▶ **Written instruction**
According to the text on Malaysia's Parliament, why does Malaysia have two houses while Singapore has only one?

┌─ Given text

Let us undertake electoral reform to ensure free and fair elections, revise rules with strict criteria for choosing candidates (including background checks) for elections, establish rules with regard to campaign funding, and undertake systematic delineation of electoral constituencies to prevent gerrymandering.

After all that, we can decide whether we should retain our present bicameral Parliament (which is like in the UK), adopt the Singapore unicameral model, or use the American model where Senators and Representatives are elected by the American people. In the United States, the Congress, the Judiciary and the Executive Branch perform their  respective roles in accordance with the Constitution. Otherwise, we will be putting the cart before the horse, so to speak.

Finally, we as Malaysians have to decide what democratic governance we want  which will be based on a new constitution. We cannot leave this important matter in the hands of politicians, be they from UMNO-BN or the so-called Pakatan Harapan. A national referendum on the new constitution should be conducted for this purpose.–Din Merican

Bicameral Parliament–The Future of Dewan Negara (The Senate)

by Rama Ramanathan

Malaysian Parliament 2

The job of Parliament is to ensure that the Cabinet, composed of the Prime Minister and ministers, carries out the will of the people. The Cabinet is supposed to carry out the will of the people by crafting policies and laws for approval by Parliament and by executing them under the supervision of Parliament.

The Parliament of Singapore is unicameral, whereas the Parliament of Malaysia is bicameral. That means Malaysia has a lower house (House of Representatives or Dewan Rakyat) and an upper house (Senate or Dewan Negara) to represent the people, make laws and monitor the Cabinet, whereas Singapore only has one house.

Why is there a difference between Malaysia and Singapore?It’s different because Malaysia is a Federation, while Singapore is a city-state.

In a bicameral system, all policies and laws, except “money bills,” must be approved by both houses. Typically, the lower house – the Dewan Rakyat – is composed of members (MPs) elected by citizens in largely self-governed, distinct geographical areas.

In Malaysia, states and Federal Territories are largely self-governed; so, they elect MPs to the lower house. Because the number of persons living in these areas varies, so does the number of MPs from each area.

For instance, the population of Johor is over 10 times as large as that of Perlis. Should Johor and Perlis have the same number of representatives in the Dewan Rakyat?

The Federal Constitution answered the question in 1957. The answer hinged on the principle of proportional representation.

Under that principle, areas with larger populations get more voices in Parliament, and thus more opportunity to influence national decisions.

└─
┌─ Information shown

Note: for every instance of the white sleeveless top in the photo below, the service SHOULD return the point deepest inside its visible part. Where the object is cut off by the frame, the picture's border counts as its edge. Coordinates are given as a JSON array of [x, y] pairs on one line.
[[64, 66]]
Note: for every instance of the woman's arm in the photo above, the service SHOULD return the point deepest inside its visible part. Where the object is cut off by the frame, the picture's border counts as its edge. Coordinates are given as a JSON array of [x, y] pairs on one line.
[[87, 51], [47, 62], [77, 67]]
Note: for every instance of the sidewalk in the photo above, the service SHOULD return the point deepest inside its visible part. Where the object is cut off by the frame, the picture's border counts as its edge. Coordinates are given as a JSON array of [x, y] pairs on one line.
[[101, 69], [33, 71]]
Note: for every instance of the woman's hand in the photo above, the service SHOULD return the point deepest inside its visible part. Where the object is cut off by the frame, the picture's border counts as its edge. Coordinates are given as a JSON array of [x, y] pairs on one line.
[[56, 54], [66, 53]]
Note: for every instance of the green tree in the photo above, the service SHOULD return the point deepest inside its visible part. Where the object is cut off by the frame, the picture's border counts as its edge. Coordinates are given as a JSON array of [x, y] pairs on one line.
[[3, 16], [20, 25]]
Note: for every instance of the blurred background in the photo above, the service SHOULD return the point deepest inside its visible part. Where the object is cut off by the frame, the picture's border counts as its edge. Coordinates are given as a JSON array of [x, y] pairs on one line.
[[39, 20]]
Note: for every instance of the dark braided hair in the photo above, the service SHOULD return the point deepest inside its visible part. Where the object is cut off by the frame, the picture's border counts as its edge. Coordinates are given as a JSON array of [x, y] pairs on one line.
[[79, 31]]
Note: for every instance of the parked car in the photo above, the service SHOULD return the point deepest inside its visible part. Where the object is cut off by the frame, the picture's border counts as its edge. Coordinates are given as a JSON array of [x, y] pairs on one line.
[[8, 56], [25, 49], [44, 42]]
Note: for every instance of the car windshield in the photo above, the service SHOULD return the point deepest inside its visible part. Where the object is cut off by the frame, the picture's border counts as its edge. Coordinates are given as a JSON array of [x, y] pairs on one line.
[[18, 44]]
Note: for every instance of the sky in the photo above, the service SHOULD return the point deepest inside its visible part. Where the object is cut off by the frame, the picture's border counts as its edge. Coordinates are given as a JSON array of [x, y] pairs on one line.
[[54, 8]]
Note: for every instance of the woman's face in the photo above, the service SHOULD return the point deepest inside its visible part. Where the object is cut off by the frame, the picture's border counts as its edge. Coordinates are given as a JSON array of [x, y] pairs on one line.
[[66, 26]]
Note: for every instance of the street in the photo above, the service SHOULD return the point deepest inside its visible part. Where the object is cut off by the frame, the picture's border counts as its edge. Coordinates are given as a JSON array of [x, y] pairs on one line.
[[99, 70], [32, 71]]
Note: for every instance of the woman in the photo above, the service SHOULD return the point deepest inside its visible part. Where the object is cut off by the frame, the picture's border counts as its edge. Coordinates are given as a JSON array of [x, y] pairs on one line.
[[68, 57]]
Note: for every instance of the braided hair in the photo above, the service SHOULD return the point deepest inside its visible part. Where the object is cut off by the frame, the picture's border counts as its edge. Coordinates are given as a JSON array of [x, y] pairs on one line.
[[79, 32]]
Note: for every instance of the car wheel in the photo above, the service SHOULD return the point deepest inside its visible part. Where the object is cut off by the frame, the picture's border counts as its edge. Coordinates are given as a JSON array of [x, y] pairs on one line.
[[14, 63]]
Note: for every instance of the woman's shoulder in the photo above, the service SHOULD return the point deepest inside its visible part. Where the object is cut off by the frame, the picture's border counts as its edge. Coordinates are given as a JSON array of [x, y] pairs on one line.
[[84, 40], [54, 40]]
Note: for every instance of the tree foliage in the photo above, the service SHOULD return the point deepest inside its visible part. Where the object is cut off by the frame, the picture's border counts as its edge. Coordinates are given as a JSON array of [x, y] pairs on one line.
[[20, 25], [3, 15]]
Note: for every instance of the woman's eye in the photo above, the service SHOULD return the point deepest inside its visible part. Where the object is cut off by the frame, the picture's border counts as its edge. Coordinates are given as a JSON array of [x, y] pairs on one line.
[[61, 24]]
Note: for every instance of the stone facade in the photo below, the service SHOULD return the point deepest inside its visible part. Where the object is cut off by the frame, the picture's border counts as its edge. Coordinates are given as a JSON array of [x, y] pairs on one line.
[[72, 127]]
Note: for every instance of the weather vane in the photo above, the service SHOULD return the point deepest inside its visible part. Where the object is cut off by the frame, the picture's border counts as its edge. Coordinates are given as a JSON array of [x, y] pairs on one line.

└─

▶ **Finished exercise**
Because Malaysia is a federation, while Singapore is a city-state.